• **To do**
Write the next part of the essay below on the documentary Three Identical Strangers and research ethics, starting right after its final sentence.
*** Opening Text for analysis ***
Three Identical Strangers is Why the IRB Process Exists

Three Identical Strangers is Why the IRB Process Exists

Three identical Strangers. Image courtesy of CNN Films.

Three identical Strangers. Image courtesy of CNN Films.

Tim Wardle’s 2018 documentary Three Identical Strangers won the U.S. Documentary Special Jury Award for Storytelling at Sundance and it showcases some of the best elements of documentary filmmaking. It also highlights why the IRB process exists in scientific research. Going through an IRB (which stands for Institutional Review Board) is a hassle for most projects, but because of unethical research designs like the one featured in this movie the rest of us are doomed to jump through these hoops forever, apparently.

In my opinion, this kind of subject matter is what the documentary genre is best suited for. It focuses on a narrow but compelling issue or event, featuring interesting people and human drama that illuminates some wider issues (nature vs. nurture, ethics) rather than trying to explain the entire history, social and political implications of, say, a constitutional amendment. I think that documentaries are best-suited for highlighting these weird little human stories, and using them to turn the spotlight on bigger points. And the story of these three identical triplet brothers separated at birth who accidentally discover each other later in life is the perfect material for the medium.

That is an interesting enough hook, but it gets even more interesting when we learn they were intentionally separated and placed in different families by researchers as part of an experiment to assess the impact of parenting styles on genetically identical subjects. If you are looking for a way to get some variation in the independent variable - parenting style and upbringing - while controlling for genetics I could see how an Austrian scientist born on the cusp of World War I might have come up with this design. The problem is that it is terribly unethical; the researchers, as well as the adoption agency, manipulated and played with these peoples’ lives without their consent. Like The Truman Show, they didn’t even know they were in an experiment.
*** Closing Text for analysis ***
*** Opening Entries provided ***
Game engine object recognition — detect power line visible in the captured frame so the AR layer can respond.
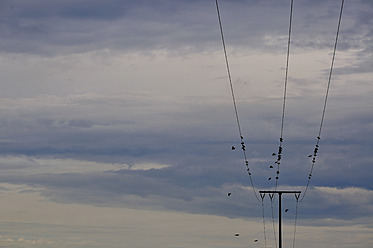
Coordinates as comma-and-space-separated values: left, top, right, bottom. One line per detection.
215, 0, 260, 202
300, 0, 344, 202
275, 0, 293, 190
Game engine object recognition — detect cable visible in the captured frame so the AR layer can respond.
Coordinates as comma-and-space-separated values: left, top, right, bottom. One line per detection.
215, 0, 260, 202
275, 0, 293, 190
260, 194, 267, 247
300, 0, 344, 202
293, 195, 299, 248
269, 194, 277, 248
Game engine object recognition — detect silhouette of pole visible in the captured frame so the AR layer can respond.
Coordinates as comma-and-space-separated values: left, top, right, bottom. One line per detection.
259, 190, 301, 248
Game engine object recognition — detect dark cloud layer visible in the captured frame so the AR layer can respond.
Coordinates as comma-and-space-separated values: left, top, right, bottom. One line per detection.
0, 0, 373, 232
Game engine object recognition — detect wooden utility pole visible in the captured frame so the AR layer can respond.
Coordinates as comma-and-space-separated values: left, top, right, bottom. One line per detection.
259, 190, 301, 248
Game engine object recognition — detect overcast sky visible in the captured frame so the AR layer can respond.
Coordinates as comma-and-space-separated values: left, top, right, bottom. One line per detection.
0, 0, 373, 248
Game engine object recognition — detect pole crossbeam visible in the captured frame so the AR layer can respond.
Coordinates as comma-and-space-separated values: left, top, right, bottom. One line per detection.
259, 190, 301, 248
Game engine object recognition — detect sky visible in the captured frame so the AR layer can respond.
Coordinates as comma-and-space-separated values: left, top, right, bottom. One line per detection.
0, 0, 373, 248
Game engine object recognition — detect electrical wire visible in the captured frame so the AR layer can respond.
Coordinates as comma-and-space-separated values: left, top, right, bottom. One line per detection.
269, 194, 277, 248
300, 0, 344, 202
275, 0, 294, 190
215, 0, 260, 202
293, 195, 299, 248
260, 194, 267, 247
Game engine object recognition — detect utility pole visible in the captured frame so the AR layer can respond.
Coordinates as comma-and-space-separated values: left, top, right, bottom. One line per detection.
259, 190, 301, 248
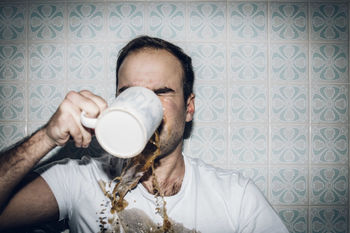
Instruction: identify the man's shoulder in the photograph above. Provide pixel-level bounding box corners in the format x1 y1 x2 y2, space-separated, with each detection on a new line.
184 156 250 188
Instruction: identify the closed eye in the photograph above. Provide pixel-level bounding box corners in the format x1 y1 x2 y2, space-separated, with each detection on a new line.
154 87 175 95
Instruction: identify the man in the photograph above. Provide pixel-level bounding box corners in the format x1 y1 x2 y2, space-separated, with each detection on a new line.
0 36 287 233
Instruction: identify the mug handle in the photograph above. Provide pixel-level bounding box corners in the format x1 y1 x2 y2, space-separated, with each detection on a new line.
80 111 97 129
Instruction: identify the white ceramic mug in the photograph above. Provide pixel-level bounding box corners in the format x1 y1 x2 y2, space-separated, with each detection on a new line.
80 87 163 158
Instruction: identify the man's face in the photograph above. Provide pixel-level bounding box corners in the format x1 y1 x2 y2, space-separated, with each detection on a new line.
117 49 194 155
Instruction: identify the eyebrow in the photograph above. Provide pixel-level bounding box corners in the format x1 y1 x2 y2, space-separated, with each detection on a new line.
117 86 129 94
153 87 175 95
118 86 175 95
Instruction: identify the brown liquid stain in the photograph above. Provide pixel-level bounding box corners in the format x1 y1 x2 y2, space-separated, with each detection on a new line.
99 131 173 232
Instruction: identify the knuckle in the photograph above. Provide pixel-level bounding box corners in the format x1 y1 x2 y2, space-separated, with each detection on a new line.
66 91 77 100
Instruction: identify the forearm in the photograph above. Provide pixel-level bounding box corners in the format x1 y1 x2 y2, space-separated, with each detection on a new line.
0 128 55 213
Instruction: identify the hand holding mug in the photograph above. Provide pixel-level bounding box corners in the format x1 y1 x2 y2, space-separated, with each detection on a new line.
80 87 163 158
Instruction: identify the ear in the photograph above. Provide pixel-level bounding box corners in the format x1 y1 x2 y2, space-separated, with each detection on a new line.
186 93 195 122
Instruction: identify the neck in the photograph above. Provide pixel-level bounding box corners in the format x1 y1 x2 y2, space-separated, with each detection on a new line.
142 143 185 196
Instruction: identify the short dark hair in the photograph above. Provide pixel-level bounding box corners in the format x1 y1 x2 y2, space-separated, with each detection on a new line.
116 36 194 103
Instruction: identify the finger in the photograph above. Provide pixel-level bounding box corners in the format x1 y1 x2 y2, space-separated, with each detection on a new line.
61 99 91 147
79 90 108 112
66 100 91 147
66 91 100 117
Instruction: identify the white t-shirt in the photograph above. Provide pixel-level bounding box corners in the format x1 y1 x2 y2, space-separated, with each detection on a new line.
39 156 288 233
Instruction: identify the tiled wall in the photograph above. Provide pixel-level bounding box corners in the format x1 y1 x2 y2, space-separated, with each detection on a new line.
0 0 349 232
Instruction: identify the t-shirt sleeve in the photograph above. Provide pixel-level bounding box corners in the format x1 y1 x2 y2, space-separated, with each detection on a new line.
36 159 78 220
239 181 288 233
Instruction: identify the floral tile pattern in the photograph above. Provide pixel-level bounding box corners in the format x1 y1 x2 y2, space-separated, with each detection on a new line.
*** Closing Entries provided ***
• **Exercise result**
The film suggests that this may have in some way led one of the brothers to commit suicide. That is impossible to know, which also underlines the flaws in the research design. Even if you control for genetic makeup, there are so many potential confounders that could lead one brother to commit suicide and the others not to. Disentangling nature from nurture with any precision remains impossible, and the cost is that you deprived three brothers from growing up together. Maybe in the end, that is what caused Eddie to commit suicide - because he didn’t have the support of his brothers growing up, which would mean the design of the experiment itself caused one of the results.

To prevent things like this from happening, most research projects have to get approval from an Institutional Review Board now. When I did my PhD research, I had to submit it to the IRB at my university in Singapore because I would be conducting fieldwork in Indonesia and speaking to people. The process involved lots of procedural hurdles in which I had to specify which kinds of data I would collect and come up with safeguards to ensure that no one could potentially be harmed by speaking to me.

By IRB standards, it was relatively painless since I wasn’t conducting any sort of biological data collection or anything of that nature, just talking to people. Still it was not a fun process, and much of it was rather pointless bureaucratic diddling. The trade-off between complying with ethical standards (and determining what those standards are in the first place) and achieving the goals of scientific research in a timely or effective manner is not always an easy balance to strike and there is no objectively optimal balance.

But the story of Three Identical Strangers helps us to understand why these IRB safeguards and the IRB process exist in the first place. Because if they didn’t exist, some researchers would be tempted to conduct highly unethical experiments and justify it in the name of scientific inquiry. It’s good to be cognizant of ethical standards and how your research might impact the lives of people in ways you may not have considered. Sure, we can say that when they did the triplet experiment in the 1960s it was a different time but that’s precisely what the IRB is for - to anchor ethical standards to some kind of common form that can be applied across time and space.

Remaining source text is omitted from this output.